- [Task to complete]: Copy every line of the data in which the word "mountain" occurs.

- [Recorded data]:
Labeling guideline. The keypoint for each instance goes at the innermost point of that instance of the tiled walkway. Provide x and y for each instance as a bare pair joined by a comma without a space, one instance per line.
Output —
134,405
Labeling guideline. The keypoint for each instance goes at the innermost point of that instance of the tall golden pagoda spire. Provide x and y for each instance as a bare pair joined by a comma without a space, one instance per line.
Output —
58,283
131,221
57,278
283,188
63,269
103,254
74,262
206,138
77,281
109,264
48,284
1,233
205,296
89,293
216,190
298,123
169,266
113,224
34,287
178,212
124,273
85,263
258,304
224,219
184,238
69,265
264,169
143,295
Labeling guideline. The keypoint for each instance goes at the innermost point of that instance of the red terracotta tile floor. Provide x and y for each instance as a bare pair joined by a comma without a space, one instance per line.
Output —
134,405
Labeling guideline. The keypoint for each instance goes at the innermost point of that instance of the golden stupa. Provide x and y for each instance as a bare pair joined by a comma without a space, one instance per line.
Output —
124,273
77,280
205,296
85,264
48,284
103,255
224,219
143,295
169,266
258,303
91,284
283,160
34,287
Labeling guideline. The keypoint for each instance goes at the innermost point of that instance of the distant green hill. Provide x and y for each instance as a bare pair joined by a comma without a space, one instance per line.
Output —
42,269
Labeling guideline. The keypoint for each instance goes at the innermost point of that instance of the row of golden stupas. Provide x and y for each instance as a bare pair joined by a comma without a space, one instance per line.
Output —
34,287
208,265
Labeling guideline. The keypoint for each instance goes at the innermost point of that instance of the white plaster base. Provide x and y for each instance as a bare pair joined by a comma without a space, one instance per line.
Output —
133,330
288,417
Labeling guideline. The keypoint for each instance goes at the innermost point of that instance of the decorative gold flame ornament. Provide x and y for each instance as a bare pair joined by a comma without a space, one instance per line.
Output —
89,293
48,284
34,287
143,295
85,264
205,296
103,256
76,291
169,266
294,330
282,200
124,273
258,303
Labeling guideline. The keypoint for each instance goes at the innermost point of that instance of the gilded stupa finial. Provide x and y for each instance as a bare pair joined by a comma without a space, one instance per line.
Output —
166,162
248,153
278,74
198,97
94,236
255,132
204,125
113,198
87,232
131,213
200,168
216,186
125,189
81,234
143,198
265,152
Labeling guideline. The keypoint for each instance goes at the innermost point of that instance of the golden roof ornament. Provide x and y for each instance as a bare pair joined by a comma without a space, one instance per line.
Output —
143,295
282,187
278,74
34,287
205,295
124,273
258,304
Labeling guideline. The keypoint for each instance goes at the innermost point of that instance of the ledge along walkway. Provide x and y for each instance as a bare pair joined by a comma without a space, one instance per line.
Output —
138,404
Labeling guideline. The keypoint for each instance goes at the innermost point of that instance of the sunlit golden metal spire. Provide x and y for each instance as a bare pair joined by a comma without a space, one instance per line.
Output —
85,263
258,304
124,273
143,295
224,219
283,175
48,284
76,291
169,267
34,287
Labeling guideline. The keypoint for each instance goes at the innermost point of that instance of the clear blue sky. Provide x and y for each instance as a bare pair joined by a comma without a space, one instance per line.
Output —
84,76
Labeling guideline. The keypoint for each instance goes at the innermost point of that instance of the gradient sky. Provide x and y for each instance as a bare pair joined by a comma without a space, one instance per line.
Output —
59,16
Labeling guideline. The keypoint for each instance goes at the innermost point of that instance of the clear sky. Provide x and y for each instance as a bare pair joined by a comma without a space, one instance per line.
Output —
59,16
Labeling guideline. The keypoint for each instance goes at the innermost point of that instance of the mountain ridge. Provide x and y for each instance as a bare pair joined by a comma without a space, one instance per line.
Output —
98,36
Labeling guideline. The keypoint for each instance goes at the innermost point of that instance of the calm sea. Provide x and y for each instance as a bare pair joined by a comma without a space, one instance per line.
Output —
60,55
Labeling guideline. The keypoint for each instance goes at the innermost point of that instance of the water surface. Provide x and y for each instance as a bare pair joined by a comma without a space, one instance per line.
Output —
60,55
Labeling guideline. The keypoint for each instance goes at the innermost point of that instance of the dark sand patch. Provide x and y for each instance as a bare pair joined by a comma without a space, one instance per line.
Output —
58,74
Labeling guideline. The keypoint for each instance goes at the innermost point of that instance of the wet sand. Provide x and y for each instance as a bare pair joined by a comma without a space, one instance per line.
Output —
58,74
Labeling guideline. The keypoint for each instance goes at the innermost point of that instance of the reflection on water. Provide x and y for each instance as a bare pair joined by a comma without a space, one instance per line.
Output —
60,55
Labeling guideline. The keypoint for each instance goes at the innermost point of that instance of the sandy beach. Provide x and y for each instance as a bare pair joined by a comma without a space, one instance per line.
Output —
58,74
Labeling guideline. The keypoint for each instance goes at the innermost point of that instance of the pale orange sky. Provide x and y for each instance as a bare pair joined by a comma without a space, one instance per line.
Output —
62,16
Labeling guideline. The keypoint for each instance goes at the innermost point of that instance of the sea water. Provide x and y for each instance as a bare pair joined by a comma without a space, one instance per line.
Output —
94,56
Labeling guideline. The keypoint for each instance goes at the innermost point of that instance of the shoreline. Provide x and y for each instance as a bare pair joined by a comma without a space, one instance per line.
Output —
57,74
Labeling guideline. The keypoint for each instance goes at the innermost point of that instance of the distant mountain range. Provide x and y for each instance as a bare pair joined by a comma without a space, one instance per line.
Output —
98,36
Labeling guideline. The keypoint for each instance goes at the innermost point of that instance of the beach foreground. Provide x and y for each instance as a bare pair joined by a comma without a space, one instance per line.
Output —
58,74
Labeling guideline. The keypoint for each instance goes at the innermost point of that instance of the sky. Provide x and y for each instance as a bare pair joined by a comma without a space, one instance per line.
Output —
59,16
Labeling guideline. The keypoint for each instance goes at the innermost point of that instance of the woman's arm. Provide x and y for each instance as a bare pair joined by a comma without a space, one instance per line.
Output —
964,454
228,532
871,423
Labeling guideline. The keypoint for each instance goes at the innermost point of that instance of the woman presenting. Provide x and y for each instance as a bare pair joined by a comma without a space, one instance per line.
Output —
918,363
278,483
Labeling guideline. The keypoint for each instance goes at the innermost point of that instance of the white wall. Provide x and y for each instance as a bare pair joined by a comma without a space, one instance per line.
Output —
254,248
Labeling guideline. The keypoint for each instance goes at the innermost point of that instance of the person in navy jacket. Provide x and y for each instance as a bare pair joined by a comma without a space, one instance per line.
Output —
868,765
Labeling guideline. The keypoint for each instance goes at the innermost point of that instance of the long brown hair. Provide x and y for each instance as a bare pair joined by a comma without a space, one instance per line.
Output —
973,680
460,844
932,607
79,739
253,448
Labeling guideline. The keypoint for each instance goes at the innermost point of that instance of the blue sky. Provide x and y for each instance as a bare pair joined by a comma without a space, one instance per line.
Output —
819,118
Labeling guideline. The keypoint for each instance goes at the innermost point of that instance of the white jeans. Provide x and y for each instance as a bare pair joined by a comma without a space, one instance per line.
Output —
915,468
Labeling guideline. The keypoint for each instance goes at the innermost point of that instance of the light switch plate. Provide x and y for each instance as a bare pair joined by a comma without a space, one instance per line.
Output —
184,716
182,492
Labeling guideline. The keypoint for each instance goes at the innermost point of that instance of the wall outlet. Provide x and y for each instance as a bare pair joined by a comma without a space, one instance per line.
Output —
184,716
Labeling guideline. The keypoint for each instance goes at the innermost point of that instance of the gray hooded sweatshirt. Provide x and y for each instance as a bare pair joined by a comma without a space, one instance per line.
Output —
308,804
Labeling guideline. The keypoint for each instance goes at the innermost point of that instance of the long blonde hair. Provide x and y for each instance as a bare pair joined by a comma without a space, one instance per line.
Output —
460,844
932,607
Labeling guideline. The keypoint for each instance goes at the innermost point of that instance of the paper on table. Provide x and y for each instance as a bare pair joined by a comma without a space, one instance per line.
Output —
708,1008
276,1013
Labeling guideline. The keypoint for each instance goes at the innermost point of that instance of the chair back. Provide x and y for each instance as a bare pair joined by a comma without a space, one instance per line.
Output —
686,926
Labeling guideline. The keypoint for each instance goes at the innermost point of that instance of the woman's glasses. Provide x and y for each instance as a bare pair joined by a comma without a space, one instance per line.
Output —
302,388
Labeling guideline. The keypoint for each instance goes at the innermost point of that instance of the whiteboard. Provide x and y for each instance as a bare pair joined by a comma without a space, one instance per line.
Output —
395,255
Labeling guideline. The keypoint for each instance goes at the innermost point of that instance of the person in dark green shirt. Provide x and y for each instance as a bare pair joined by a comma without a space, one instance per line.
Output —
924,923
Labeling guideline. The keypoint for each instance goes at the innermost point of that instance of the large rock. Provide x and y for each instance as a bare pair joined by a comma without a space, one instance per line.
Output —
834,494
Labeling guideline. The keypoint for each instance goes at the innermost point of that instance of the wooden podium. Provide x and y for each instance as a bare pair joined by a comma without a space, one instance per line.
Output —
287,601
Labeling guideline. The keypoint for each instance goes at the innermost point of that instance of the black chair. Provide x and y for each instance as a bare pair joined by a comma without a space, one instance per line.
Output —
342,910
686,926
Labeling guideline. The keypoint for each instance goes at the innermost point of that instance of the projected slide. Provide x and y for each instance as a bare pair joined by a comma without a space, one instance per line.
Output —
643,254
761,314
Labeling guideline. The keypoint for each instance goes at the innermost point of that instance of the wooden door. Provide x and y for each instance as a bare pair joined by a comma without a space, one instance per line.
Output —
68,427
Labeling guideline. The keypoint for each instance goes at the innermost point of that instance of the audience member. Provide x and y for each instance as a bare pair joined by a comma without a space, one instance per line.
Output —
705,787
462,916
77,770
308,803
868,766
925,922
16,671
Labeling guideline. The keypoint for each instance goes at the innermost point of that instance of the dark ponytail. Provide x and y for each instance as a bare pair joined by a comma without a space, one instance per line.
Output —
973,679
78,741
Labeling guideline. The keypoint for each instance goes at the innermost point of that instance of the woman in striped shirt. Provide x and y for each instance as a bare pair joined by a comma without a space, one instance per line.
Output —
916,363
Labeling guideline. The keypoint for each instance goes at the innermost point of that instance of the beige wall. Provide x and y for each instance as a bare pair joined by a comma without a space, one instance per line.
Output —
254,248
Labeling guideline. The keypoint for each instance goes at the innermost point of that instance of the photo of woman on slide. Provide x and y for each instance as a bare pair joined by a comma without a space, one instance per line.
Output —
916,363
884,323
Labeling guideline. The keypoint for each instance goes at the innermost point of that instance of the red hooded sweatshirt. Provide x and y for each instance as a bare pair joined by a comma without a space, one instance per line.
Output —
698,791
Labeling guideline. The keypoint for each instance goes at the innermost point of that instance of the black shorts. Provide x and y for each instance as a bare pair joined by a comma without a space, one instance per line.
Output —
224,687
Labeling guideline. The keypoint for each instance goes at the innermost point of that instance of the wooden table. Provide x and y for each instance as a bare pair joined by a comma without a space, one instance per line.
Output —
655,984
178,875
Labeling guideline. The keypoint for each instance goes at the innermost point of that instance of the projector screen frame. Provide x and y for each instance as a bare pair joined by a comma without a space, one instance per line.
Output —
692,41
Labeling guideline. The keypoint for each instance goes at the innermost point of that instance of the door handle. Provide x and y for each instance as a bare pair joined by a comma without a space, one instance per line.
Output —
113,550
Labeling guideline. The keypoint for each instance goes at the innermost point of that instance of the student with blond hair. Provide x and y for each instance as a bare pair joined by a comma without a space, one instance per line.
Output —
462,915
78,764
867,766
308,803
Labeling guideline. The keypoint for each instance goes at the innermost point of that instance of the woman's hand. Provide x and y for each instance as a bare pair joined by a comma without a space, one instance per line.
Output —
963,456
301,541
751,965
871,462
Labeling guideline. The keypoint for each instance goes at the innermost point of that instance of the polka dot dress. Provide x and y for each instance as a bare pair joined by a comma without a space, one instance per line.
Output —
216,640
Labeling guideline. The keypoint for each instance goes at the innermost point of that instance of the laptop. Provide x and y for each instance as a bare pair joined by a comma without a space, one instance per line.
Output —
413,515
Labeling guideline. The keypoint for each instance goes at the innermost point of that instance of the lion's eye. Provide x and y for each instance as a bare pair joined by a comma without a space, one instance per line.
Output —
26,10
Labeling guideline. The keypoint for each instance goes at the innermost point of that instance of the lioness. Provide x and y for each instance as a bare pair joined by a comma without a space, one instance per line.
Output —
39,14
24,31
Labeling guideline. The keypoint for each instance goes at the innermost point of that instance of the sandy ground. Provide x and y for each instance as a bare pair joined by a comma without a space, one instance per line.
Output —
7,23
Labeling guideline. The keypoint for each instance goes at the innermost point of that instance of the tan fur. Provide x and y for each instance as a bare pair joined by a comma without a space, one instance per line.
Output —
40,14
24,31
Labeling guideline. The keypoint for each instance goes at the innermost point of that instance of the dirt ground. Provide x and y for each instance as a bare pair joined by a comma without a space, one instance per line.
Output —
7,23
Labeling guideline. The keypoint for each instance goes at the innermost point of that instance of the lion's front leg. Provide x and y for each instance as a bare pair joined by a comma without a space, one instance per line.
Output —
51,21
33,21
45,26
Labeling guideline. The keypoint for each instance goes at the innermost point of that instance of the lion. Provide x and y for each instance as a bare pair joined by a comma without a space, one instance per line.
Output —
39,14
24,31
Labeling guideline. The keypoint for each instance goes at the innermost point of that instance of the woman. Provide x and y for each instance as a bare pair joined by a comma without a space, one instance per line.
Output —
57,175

- [Exercise result]:
Labeling guideline. The keypoint for each instance goes at the innermost point of that instance of the mountain ridge. Provide x and y for each instance as a bare pair joined by a comma without a space, one instance per line.
Labeling guideline. The keypoint for each instance goes at the innermost point of that instance of the distant mountain range. Provide x and y for each instance as a bare pair joined by a comma without a space, one instance per line.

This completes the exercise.